*** GIVEN INFORMATION Section Begins ***
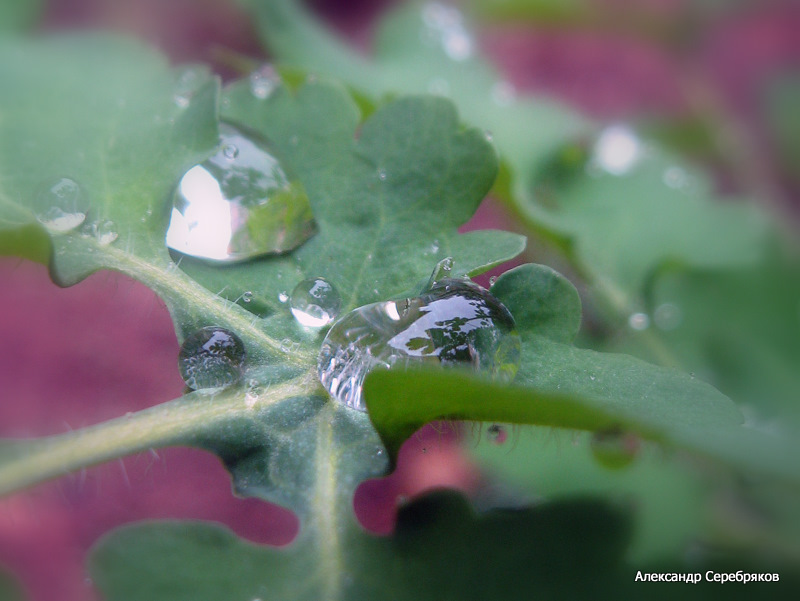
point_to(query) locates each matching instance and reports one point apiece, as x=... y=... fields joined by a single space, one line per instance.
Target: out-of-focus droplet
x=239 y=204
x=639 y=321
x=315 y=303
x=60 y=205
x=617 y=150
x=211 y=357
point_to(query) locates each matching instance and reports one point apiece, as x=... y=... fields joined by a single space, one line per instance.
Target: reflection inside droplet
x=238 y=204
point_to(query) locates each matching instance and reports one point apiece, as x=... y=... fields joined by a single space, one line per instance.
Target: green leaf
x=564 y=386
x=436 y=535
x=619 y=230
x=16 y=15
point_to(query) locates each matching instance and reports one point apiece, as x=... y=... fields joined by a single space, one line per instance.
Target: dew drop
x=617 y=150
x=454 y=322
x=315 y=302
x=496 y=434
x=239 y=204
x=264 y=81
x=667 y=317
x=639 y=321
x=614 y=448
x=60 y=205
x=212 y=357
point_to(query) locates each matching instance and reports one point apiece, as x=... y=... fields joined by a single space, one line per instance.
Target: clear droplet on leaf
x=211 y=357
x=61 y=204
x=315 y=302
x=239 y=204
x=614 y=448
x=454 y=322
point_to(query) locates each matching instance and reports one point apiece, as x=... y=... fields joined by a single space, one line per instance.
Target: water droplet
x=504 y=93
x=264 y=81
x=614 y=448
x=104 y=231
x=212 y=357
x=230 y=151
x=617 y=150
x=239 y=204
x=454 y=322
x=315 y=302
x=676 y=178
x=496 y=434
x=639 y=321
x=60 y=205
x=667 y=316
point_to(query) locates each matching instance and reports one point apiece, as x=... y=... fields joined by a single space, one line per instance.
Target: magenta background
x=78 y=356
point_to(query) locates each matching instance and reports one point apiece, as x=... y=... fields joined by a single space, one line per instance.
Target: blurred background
*** GIVEN INFORMATION Section Ends ***
*** GIVEN INFORMATION Section Begins ***
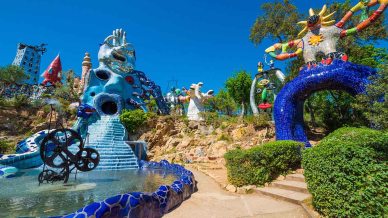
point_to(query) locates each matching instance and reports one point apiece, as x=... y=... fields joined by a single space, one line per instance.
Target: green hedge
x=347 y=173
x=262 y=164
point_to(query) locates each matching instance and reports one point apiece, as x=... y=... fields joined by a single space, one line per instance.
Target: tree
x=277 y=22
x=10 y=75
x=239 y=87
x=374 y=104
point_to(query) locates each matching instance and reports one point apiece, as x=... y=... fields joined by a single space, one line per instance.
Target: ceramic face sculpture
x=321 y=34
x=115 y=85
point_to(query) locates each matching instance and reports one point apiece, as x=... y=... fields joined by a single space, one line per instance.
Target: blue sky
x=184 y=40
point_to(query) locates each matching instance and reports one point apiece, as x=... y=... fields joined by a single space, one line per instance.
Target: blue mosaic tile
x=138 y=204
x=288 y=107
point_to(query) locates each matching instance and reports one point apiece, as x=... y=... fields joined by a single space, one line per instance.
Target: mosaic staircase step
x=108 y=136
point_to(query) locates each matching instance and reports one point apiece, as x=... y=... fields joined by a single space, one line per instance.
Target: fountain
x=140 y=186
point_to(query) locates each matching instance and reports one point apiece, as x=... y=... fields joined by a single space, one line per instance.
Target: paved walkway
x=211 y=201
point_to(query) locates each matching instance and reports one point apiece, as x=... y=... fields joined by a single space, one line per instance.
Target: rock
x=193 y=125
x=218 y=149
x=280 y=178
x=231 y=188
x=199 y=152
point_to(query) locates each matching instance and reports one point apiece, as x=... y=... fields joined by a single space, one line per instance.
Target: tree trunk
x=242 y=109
*** GIVEN INFORMATION Section Ends ***
*** GIVEN INFORMATION Section Begins ***
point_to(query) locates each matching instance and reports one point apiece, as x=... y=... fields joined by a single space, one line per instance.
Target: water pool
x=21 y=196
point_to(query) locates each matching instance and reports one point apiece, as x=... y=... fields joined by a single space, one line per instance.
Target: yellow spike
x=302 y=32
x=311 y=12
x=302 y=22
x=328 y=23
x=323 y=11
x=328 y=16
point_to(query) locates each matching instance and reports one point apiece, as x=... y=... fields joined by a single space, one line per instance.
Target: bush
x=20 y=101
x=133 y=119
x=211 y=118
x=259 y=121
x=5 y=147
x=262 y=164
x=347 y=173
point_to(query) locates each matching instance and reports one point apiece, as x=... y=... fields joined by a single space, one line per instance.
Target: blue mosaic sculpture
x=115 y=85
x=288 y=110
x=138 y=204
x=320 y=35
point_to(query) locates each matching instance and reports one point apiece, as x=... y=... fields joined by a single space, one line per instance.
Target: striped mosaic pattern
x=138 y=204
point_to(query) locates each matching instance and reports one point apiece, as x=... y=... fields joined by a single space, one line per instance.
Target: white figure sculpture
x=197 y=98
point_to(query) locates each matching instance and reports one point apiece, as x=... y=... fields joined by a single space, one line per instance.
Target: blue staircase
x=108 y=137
*** GIVEN INFORMATION Section Ends ***
*WHAT YOU HAVE TO DO*
Would you copy, unchanged, the stretch of the records above that begins at the line containing "Target: magenta background" and ends at the line containing "Target: blurred background", and only that?

*RESULT OF THE EXERCISE*
Target: magenta background
x=78 y=356
point_to(query) locates each matching instance and reports one point apiece, as x=... y=... fields joined by a single space, one line per instance.
Target: blurred background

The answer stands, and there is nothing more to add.